* _Records for this exercise_
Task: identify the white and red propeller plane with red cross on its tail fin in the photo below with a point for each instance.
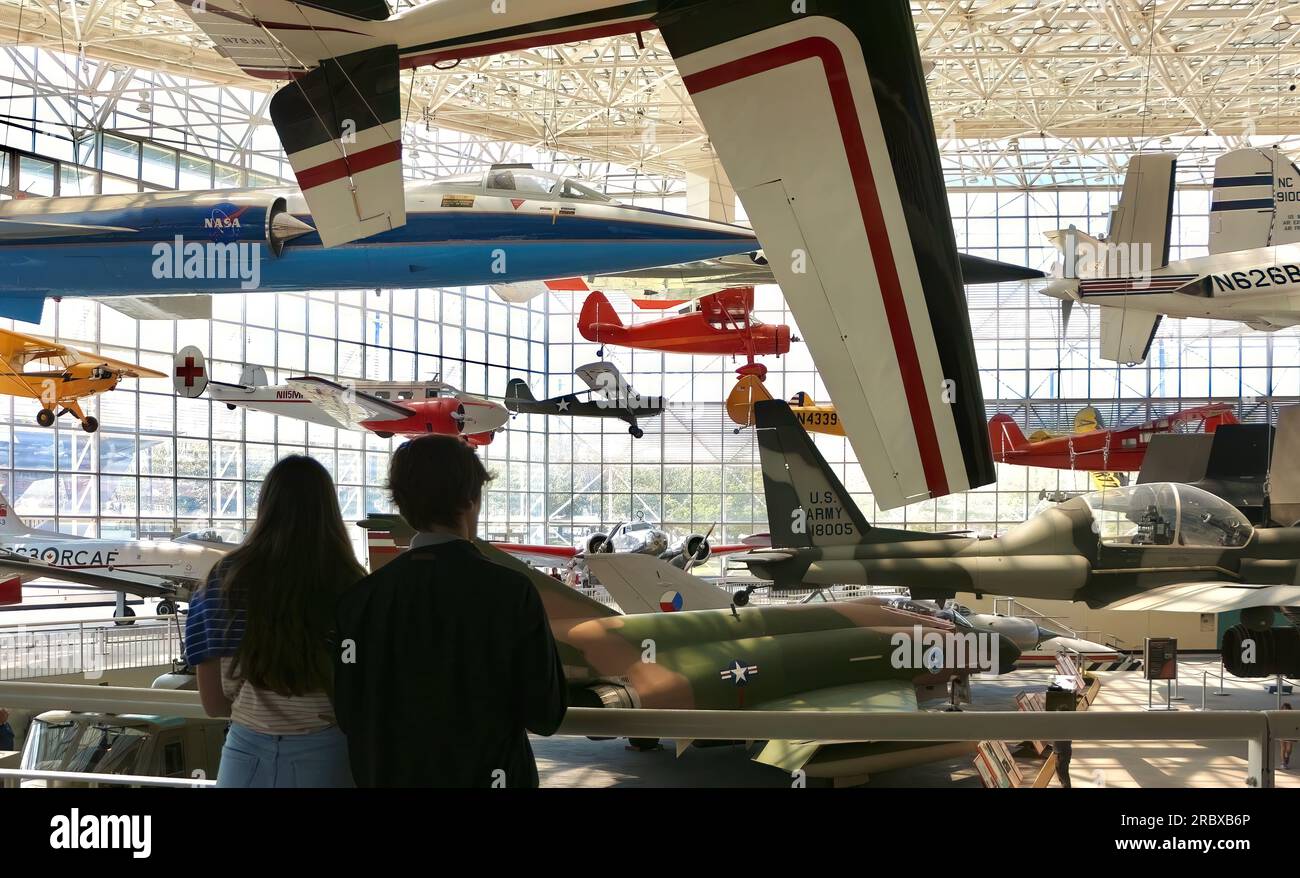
(383, 408)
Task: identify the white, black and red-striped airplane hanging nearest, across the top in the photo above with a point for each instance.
(847, 194)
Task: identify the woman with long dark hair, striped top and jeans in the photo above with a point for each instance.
(259, 637)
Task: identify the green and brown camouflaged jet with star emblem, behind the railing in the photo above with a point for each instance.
(848, 656)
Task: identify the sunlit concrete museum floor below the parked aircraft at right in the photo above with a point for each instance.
(579, 763)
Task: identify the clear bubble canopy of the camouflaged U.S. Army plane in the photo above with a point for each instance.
(1167, 514)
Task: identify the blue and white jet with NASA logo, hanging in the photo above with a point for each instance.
(508, 223)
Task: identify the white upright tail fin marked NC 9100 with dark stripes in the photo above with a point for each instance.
(1256, 201)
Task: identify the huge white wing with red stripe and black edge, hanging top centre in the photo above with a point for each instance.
(848, 197)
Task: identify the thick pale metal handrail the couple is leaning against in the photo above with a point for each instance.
(1260, 730)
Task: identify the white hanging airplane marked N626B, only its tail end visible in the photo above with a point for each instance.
(1251, 275)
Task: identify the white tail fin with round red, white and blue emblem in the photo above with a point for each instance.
(647, 585)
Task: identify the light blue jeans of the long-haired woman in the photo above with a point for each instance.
(253, 759)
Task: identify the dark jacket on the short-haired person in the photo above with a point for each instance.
(454, 663)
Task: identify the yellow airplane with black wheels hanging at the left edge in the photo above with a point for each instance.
(63, 377)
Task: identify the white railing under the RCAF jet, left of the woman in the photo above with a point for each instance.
(89, 647)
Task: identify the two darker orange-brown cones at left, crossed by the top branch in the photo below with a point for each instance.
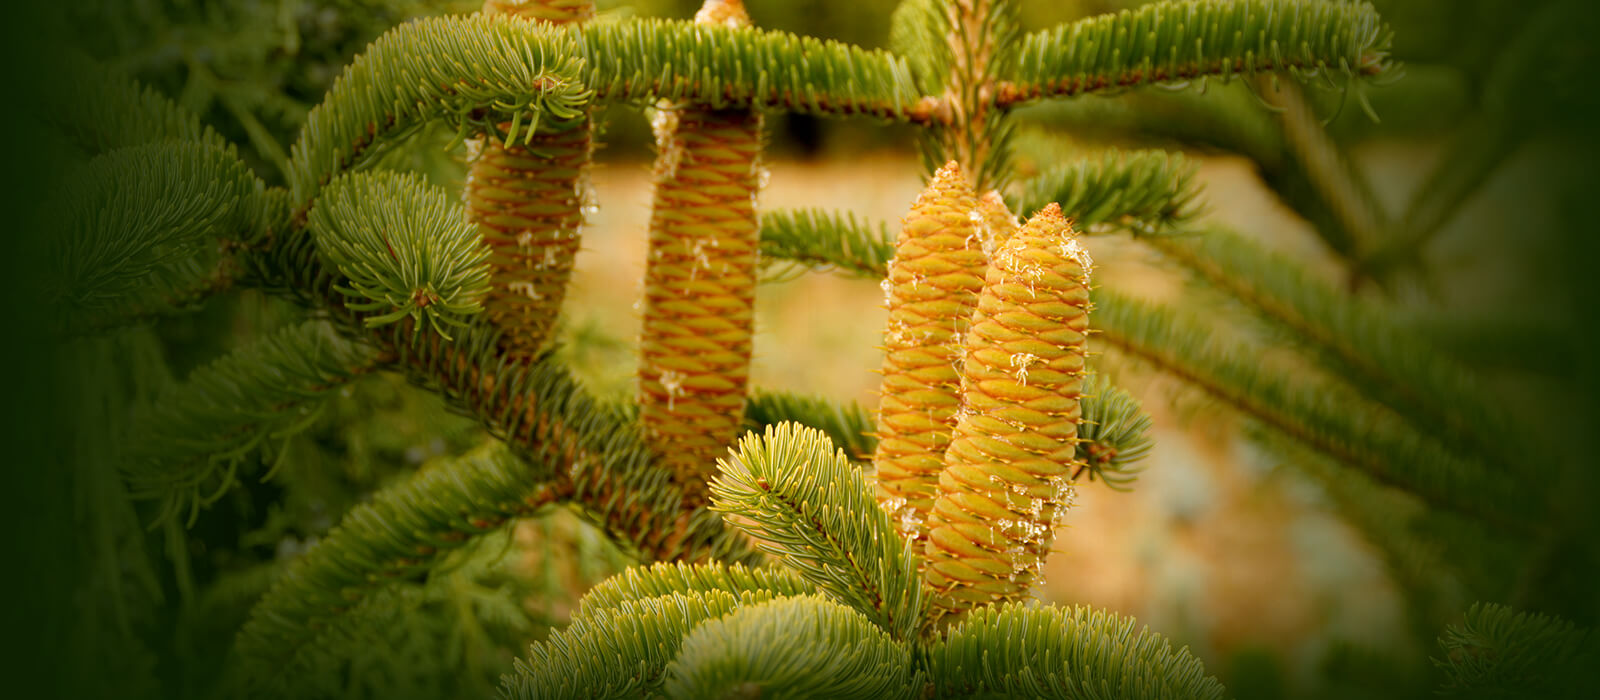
(700, 280)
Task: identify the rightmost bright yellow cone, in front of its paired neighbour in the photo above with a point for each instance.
(1009, 471)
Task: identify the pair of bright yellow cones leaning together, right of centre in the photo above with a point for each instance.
(983, 372)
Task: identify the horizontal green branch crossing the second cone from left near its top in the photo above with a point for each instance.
(719, 68)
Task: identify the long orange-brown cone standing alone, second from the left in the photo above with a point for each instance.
(700, 280)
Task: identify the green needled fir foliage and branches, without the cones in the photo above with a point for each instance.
(391, 602)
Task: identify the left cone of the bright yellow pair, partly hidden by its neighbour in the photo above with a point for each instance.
(932, 292)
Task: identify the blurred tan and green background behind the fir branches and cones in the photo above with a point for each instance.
(1217, 546)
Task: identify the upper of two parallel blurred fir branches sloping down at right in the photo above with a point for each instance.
(1356, 340)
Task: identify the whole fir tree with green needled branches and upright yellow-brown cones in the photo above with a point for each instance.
(284, 514)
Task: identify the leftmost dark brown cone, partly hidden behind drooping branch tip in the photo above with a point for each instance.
(529, 202)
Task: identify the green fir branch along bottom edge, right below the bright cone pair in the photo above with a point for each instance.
(1033, 651)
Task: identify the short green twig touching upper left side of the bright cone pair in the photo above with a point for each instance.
(828, 241)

* _About this task_
In the material above, repeat each entry exactly and omit every picture.

* _Response to the exercise_
Task: identify the white and red propeller plane with red cross on its tail fin in the photo below with a point for each instance.
(383, 408)
Task: identify the white, black and red-striped airplane hanging nearest, across the top in the photo above with a point for each instance.
(847, 194)
Task: identify the woman with long dark hair, striped top and jeans in the photo above with a point for each instance.
(259, 637)
Task: identify the green and brown camouflaged jet with star emblem, behind the railing in the photo above with a point for each instance.
(848, 656)
Task: identify the sunlit concrete museum floor below the parked aircraft at right in the photo above with a point for each instance.
(579, 763)
Task: identify the clear bubble canopy of the camouflaged U.S. Army plane in the photo above with a point for each instance.
(1167, 514)
Task: identify the blue and white jet with NASA logo, hanging in the photo above with a point for each instance.
(508, 223)
Task: identify the white upright tail fin marked NC 9100 with dark stripes in the photo above with a point for each instance.
(1256, 201)
Task: identify the huge white wing with red stripe and black edge, hanging top centre in the photo above with a point for each instance.
(848, 197)
Task: identify the thick pale metal handrail the couple is leaning against in the photo above with a point for each instance.
(1260, 730)
Task: identify the white hanging airplane marked N626B, only its tail end visible in the photo above with a point for each instance.
(1251, 275)
Task: identify the white tail fin with round red, white and blue emblem in the photo above with a point for each instance.
(647, 585)
Task: identify the light blue jeans of the long-haired woman in the photo above with a point for each instance.
(253, 759)
Task: identify the dark jacket on the short-haired person in the photo above with a point for each instance.
(454, 663)
Task: identify the yellow airplane with black wheels hanging at the left edge in the photo above with a point for each instance.
(63, 377)
Task: identify the white railing under the RCAF jet, left of the woman in the photo above with a point for each instance.
(89, 647)
Task: identify the two darker orange-brown cones at left, crossed by the top branch in the photo below with a point for each instance.
(700, 280)
Task: identify the rightmost bright yellow cone, in front of its paired neighbour in the photo above with a point for each instance.
(1009, 471)
Task: identify the pair of bright yellow cones leaning together, right of centre in the photo above with a point for each instance.
(983, 372)
Task: identify the horizontal green branch crossing the second cone from left near its top in the photo above with a point for each instance.
(719, 68)
Task: identify the long orange-brown cone standing alone, second from the left in the photo above with a point for each instance.
(700, 280)
Task: identify the green needled fir foliage and branches, without the cones in the photo above with a point for each instance.
(391, 602)
Task: identify the left cone of the bright yellow pair, partly hidden by its neighbour in the photo above with a point for each instance.
(932, 292)
Task: identify the blurred tan and green background behind the fir branches and cones in the photo above with a point for each instance.
(1217, 546)
Task: identify the upper of two parallel blurred fir branches sloping down at right in the photo above with a point for each instance.
(1356, 340)
Task: identify the whole fir tree with green needled branches and upright yellow-brown cones in the photo above with a point for each instance.
(284, 514)
Task: identify the leftmost dark brown cone, partly hidden behind drooping branch tip in the photo above with a point for each instance.
(529, 202)
Task: identify the green fir branch along bottom edge, right below the bright cone pair in the photo above with a point for each instance.
(1033, 651)
Task: identify the short green twig touching upper left side of the bright cone pair in the photo above with a point for each instance.
(828, 241)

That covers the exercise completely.